WHAT IS NEEDED: Wherever "positive" appears in the records below, copy the line that holds it.

THE RECORDS:
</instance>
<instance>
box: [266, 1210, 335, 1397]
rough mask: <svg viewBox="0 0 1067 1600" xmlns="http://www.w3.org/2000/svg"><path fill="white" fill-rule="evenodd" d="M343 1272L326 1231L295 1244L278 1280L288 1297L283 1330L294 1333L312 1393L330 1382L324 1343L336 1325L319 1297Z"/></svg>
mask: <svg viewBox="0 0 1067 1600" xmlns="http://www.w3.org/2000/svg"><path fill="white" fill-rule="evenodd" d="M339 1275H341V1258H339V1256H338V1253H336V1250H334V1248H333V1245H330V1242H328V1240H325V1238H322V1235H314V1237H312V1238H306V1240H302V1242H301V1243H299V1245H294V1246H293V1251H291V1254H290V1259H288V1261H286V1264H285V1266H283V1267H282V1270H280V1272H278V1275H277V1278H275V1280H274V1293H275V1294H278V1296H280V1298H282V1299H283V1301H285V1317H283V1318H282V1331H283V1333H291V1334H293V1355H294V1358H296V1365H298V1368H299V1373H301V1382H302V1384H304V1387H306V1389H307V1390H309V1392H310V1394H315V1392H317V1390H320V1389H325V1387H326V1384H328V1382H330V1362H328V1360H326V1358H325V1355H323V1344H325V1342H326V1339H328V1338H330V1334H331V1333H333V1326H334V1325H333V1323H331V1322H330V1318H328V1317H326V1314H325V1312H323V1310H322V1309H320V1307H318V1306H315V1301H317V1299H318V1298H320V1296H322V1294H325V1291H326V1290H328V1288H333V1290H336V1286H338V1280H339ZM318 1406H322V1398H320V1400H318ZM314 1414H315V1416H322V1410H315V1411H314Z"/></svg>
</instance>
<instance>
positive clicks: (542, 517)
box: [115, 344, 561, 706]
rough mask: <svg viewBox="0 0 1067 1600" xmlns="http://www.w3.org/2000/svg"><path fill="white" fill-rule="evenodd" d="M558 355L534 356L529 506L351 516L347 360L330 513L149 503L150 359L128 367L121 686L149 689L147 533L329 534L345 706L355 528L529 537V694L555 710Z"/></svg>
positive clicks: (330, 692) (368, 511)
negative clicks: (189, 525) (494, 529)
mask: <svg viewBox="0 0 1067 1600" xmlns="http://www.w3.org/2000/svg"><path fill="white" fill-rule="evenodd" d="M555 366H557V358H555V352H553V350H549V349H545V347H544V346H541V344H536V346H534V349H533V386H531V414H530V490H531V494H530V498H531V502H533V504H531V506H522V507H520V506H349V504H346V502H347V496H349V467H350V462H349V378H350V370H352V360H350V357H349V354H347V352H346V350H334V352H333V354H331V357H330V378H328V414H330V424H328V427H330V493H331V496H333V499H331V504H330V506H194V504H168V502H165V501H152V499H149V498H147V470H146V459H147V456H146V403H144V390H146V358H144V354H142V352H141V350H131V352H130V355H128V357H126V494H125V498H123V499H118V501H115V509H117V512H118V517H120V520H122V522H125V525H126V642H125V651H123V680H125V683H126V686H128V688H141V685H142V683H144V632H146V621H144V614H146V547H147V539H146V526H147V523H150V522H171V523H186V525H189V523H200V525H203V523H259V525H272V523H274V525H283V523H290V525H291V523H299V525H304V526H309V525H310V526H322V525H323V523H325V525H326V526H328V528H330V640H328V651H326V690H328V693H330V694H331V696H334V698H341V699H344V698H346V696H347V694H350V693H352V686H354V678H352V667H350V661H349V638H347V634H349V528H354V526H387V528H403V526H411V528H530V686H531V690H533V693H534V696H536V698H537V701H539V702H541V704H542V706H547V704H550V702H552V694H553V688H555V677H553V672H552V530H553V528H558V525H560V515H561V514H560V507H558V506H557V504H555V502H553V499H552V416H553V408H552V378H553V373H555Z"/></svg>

EXERCISE RESPONSE:
positive clicks: (542, 517)
positive clicks: (330, 692) (368, 511)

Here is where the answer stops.